Task to complete:
Go through the records and give each one again exactly.

Input:

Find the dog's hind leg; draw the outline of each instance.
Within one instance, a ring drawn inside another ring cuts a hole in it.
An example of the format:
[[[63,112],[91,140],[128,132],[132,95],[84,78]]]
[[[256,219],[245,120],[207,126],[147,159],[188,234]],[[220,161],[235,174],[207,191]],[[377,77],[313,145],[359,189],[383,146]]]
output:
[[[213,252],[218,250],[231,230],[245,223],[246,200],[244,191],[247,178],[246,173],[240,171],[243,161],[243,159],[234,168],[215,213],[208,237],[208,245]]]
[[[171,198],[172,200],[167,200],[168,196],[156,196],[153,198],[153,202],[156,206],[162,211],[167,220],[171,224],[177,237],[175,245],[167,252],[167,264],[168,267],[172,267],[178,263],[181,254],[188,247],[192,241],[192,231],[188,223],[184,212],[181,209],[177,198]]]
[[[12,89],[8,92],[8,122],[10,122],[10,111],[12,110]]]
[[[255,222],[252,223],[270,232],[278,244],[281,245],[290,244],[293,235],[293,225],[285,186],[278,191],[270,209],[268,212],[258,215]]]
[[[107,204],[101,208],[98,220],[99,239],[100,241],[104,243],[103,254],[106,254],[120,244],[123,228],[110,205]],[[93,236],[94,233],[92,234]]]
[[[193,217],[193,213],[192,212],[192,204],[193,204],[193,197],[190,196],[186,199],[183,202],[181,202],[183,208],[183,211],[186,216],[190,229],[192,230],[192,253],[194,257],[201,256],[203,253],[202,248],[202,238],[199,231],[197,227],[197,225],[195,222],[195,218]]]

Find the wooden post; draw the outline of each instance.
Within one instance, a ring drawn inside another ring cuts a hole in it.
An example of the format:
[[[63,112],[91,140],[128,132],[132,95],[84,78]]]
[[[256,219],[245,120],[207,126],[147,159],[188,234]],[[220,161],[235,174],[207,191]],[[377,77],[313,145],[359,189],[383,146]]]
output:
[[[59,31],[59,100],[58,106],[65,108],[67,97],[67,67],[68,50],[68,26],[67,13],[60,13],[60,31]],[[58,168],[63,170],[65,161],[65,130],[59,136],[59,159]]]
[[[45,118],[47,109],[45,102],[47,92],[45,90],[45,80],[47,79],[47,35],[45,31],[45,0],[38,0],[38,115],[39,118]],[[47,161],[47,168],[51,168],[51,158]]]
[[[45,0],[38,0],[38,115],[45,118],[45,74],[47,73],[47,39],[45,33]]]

Response below:
Find the dog's hind leg; draw the outline of each instance.
Within one instance, a ring drawn inside another ring cuts a hole in it.
An example of the format:
[[[63,112],[91,140],[128,132],[132,95],[84,78]]]
[[[256,219],[245,120],[207,126],[147,159],[188,234]],[[220,161],[235,174],[207,191]],[[377,77],[313,145],[359,189],[383,146]]]
output:
[[[213,252],[218,250],[231,230],[245,223],[246,200],[244,191],[247,178],[246,173],[240,171],[243,161],[243,159],[234,168],[215,213],[208,237],[208,245]]]
[[[171,198],[172,200],[167,200],[168,196],[156,196],[153,198],[153,202],[156,206],[162,211],[167,220],[171,224],[177,237],[175,245],[167,252],[167,264],[168,267],[172,267],[178,263],[181,254],[188,247],[192,241],[192,231],[188,223],[184,212],[181,209],[177,198]]]
[[[12,89],[8,92],[8,122],[10,122],[10,111],[12,110]]]
[[[255,222],[252,223],[270,232],[278,244],[281,245],[290,244],[293,235],[293,225],[285,186],[278,191],[270,209],[268,212],[258,215]]]
[[[107,204],[101,208],[98,220],[99,239],[100,241],[104,243],[103,254],[106,254],[120,244],[123,228],[110,205]],[[93,236],[94,233],[92,234]]]
[[[193,217],[193,213],[192,212],[192,204],[193,204],[193,197],[190,196],[186,199],[183,202],[181,202],[183,208],[183,211],[186,216],[190,229],[192,230],[192,253],[194,257],[201,256],[203,253],[202,248],[202,238],[199,231],[197,227],[197,225],[195,222],[195,218]]]

Find the wooden post; draw the outline of each instance.
Within one instance, a ring drawn inside another ring cuts a hole in it.
An example of the format:
[[[63,112],[91,140],[128,132],[132,95],[84,78]]]
[[[256,219],[245,120],[207,126],[147,159],[188,234]],[[220,161],[235,174],[207,191]],[[377,77],[313,145],[359,189],[383,146]]]
output:
[[[59,31],[59,100],[58,106],[65,108],[67,97],[67,67],[68,50],[68,26],[67,13],[60,13],[60,31]],[[58,168],[63,170],[65,161],[65,130],[59,136],[59,159]]]
[[[45,118],[47,109],[45,102],[47,92],[45,90],[45,80],[47,79],[47,35],[45,31],[45,0],[38,0],[38,115],[39,118]],[[47,161],[47,168],[51,168],[51,158]]]
[[[45,0],[38,0],[38,115],[45,118],[45,74],[47,73],[47,39],[45,33]]]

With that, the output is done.